-- Task details --
Render all of the data below as a Markdown table with two columns, No. and Line. Give each non-blank line its own row, numbered in order, and leave out blank lines.

━━━━━━━━━━

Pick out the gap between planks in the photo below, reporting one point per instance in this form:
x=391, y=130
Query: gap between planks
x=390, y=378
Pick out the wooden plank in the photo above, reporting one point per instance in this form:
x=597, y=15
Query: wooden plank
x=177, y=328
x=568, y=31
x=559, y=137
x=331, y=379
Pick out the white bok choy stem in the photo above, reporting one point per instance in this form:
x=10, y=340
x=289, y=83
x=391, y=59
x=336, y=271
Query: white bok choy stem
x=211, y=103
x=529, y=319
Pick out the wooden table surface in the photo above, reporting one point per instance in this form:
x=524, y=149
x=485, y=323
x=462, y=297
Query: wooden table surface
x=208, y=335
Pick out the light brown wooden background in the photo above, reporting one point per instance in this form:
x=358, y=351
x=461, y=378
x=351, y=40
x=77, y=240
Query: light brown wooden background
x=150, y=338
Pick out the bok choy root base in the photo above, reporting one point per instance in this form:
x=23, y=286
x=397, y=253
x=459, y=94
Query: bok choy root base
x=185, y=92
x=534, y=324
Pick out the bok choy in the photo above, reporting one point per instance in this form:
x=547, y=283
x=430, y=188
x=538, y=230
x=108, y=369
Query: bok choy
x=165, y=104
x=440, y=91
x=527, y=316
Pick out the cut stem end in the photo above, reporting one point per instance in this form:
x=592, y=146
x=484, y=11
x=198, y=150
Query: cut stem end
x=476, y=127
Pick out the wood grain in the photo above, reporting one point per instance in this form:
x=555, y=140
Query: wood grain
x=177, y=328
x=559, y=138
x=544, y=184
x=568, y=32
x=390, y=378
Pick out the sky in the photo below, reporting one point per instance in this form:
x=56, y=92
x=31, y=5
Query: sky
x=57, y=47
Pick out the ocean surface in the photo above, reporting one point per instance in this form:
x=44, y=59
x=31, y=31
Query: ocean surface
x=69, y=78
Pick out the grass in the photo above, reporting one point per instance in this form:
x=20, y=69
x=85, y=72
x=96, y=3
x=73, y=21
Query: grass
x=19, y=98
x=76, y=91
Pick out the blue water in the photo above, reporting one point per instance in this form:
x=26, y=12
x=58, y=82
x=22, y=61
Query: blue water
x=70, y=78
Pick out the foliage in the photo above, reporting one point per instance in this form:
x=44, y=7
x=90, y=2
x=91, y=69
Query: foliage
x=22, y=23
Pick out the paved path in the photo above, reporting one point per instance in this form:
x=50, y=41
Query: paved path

━━━━━━━━━━

-- Answer to this task --
| No. | Line |
|---|---|
| 1 | Pick out the gap between planks in the photo below, reporting one point per instance in this form: |
| 2 | x=391, y=130 |
| 3 | Query: gap between planks |
| 4 | x=390, y=378 |
| 5 | Pick out the wooden plank in the photo above, reporting one point per instance in this form: |
| 6 | x=597, y=15 |
| 7 | Query: wooden plank |
| 8 | x=177, y=328 |
| 9 | x=568, y=31 |
| 10 | x=559, y=137 |
| 11 | x=331, y=379 |
| 12 | Pick out the white bok choy stem in the photo above, reporting one point per instance in this form: |
| 13 | x=10, y=340 |
| 14 | x=289, y=83 |
| 15 | x=391, y=59 |
| 16 | x=336, y=271 |
| 17 | Query: white bok choy stem |
| 18 | x=211, y=103 |
| 19 | x=529, y=319 |
| 20 | Pick out the wooden table surface in the photo above, reporting one point per instance in this form: |
| 21 | x=524, y=149 |
| 22 | x=485, y=323 |
| 23 | x=462, y=297 |
| 24 | Query: wooden table surface |
| 25 | x=208, y=335 |
| 26 | Pick out the light brown wooden background in the photo above, reporting one point per instance in this form: |
| 27 | x=358, y=351 |
| 28 | x=461, y=378 |
| 29 | x=351, y=40 |
| 30 | x=77, y=240 |
| 31 | Query: light brown wooden background |
| 32 | x=150, y=338 |
| 33 | Pick out the bok choy root base in the photo above, reporting one point per instance in this form: |
| 34 | x=23, y=286 |
| 35 | x=397, y=253 |
| 36 | x=459, y=94 |
| 37 | Query: bok choy root base |
| 38 | x=185, y=92 |
| 39 | x=534, y=324 |
| 40 | Pick out the bok choy in the photo above, reporting one point per instance in this form: |
| 41 | x=547, y=283 |
| 42 | x=430, y=188 |
| 43 | x=538, y=230 |
| 44 | x=108, y=369 |
| 45 | Query: bok choy |
| 46 | x=165, y=104 |
| 47 | x=440, y=91 |
| 48 | x=527, y=316 |
| 49 | Pick out the cut stem end in the photo above, reporting one point per instance in this form: |
| 50 | x=592, y=146 |
| 51 | x=484, y=11 |
| 52 | x=198, y=150 |
| 53 | Query: cut stem end |
| 54 | x=476, y=127 |
| 55 | Pick out the wood grain in the photo above, reporting one point per instance in this form: |
| 56 | x=555, y=140 |
| 57 | Query: wood grain |
| 58 | x=177, y=328 |
| 59 | x=559, y=138 |
| 60 | x=544, y=184 |
| 61 | x=568, y=32 |
| 62 | x=390, y=378 |
| 63 | Pick out the sky in the photo below, reporting one point per instance in this form: |
| 64 | x=56, y=92 |
| 65 | x=31, y=5 |
| 66 | Query: sky |
| 67 | x=57, y=47 |
| 68 | Pick out the ocean surface in the photo above, reporting one point per instance in this form: |
| 69 | x=44, y=59 |
| 70 | x=31, y=31 |
| 71 | Query: ocean surface |
| 72 | x=69, y=78 |
| 73 | Pick out the grass in the photo above, reporting one point per instance in this form: |
| 74 | x=20, y=69 |
| 75 | x=85, y=72 |
| 76 | x=96, y=3 |
| 77 | x=73, y=21 |
| 78 | Query: grass |
| 79 | x=19, y=98 |
| 80 | x=76, y=91 |
| 81 | Pick out the blue water in the photo above, reporting one point per instance in this form: |
| 82 | x=26, y=12 |
| 83 | x=58, y=82 |
| 84 | x=22, y=61 |
| 85 | Query: blue water |
| 86 | x=70, y=78 |
| 87 | Pick out the foliage in the photo above, reporting one point per instance in this form: |
| 88 | x=44, y=7 |
| 89 | x=90, y=2 |
| 90 | x=91, y=69 |
| 91 | Query: foliage |
| 92 | x=22, y=23 |
| 93 | Pick out the paved path in the photo above, reporting one point per instance in this form: |
| 94 | x=50, y=41 |
| 95 | Query: paved path |